> [Предоставленный отрывок]
######

Тим. И это сказано было так.
Сокр. Равным образом мы упомянули и о женщинах[5], что они близки по природе к мужчинам; что поэтому все общественные занятия надобно приспособить и к ним, и всем им назначить общее (с мужчинами) дело как на войне, так и в других родах жизни.
Тим. Та́к, говорено было и об этом.
Сокр. Но что еще о деторождении?[6] По необычайности положений, не памятно ли нам то, что в отношении браков и детей постановили мы общее всё для всех, в тех видах, чтобы ни для кого не было собственного своего родства, но все считали всех сродниками, – именно, сестрами и братьями – тех, кто находится в соответственном тому возрасте, – родившихся раньше и старейших – отцами и родителями отцов, а позднейших по рождению – детьми и отродием детей?
Тим. Да, по указанной тобою причине, и это памятно.
Сокр. А чтобы по возможности сряду же рождались у нас люди с природою наилучшею, не помним ли, мы говорили, что правители и правительницы должны, для устройства браков, хитро придумать такие жребии[7], по которым худые и добрые, те и другие, соединялись бы отдельно с подобными себе так, чтобы, причиною сочетания почитая случай, они из-за этого не питали друг к другу никакой вражды?

######

> [Фрагменты набора данных с указанием на объекты]
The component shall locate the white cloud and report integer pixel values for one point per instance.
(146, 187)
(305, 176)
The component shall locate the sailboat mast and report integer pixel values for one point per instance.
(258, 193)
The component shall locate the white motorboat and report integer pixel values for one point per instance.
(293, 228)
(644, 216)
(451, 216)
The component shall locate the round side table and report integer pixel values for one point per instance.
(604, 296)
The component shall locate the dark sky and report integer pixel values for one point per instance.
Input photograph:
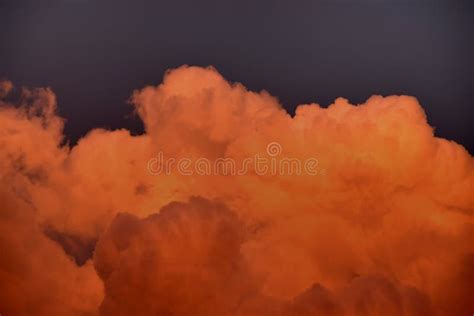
(94, 53)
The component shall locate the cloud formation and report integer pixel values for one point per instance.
(87, 230)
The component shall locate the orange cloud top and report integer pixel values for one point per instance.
(384, 227)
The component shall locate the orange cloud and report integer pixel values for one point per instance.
(384, 227)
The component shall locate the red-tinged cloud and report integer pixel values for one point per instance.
(384, 225)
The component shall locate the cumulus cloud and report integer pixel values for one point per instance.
(386, 229)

######

> [Задание и требования]
Продолжи диалог Сократа и Тима о браках и общественном устройстве, начав сразу после последней реплики Сократа.

> [Ответ на задание]
Тим. Помним.
Сокр. Говорили мы также, что дети добрых должны быть воспитываемы, а дети худых тайно распределяемы по другим сословиям города[8]. За подрастающими надобно постоянно наблюдать и достойных снова возводить, а недостойных у себя отсылать на место повышенных.
Тим. Так.
Сокр. Что же? не изложили ли мы всё уже дело по-вчерашнему, обозрев его снова в главных чертах? Или чувствуем недостаток еще в чем-нибудь, любезный Тимей, что было сказано, а теперь пропущено?
Тим. Нет, говорено было это самое, Сократ.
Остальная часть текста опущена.